▶ [Given records]

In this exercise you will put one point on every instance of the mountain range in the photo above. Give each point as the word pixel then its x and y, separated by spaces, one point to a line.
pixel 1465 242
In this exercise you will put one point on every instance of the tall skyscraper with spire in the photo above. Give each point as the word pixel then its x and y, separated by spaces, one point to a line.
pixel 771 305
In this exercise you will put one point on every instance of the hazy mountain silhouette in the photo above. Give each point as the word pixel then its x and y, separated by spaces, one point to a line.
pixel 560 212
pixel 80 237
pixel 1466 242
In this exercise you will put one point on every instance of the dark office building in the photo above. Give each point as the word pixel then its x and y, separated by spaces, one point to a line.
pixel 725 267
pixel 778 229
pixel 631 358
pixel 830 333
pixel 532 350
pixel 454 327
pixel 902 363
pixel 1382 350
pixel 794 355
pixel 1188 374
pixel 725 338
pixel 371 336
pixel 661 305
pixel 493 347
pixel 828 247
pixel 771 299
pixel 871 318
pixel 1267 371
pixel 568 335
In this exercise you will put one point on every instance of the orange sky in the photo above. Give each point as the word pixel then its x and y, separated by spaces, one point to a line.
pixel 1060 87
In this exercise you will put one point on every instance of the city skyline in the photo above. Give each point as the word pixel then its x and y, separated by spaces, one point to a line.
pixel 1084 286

▶ [Goal] Copy out every one of the records above, line for line, without changing a word.

▶ [Solution below]
In this exercise you will put one point on every instance of the mountain range in the photo above. Give each point as the word pixel then its x and y, separated by spaces, one point to a line.
pixel 1465 242
In this exercise you will put one point on every instance of the tall skyscraper with spire in the photo above. Give each point as the word pixel then its x and y, separated by spaces, one point to a line.
pixel 771 305
In this exercise you will put one point on every instance of the hazy mountain silhouette in the photo above. Give each point as the word pixel then its x and y, separated by spaces, one point to a line.
pixel 560 212
pixel 80 237
pixel 1466 242
In this exercise you will put one point on every instance of the dark office building in the photo above. Give each point as the word pixel then its x and y, separated by spaces, one point to a line.
pixel 725 267
pixel 778 229
pixel 631 358
pixel 830 333
pixel 532 350
pixel 454 327
pixel 902 363
pixel 1382 350
pixel 794 355
pixel 1188 374
pixel 725 338
pixel 371 336
pixel 661 305
pixel 493 347
pixel 828 247
pixel 771 299
pixel 871 318
pixel 1267 371
pixel 568 335
In this exercise you will put one point on every instance of the orange sky in the photo above. Give each point as the word pixel then its x and y, separated by spaces, one point to a line.
pixel 1060 87
In this exercise you will put one point on every instance of the city skyline in the photo above. Give each point as the word pixel then its x and y, separated by spaces, one point to a line.
pixel 1084 286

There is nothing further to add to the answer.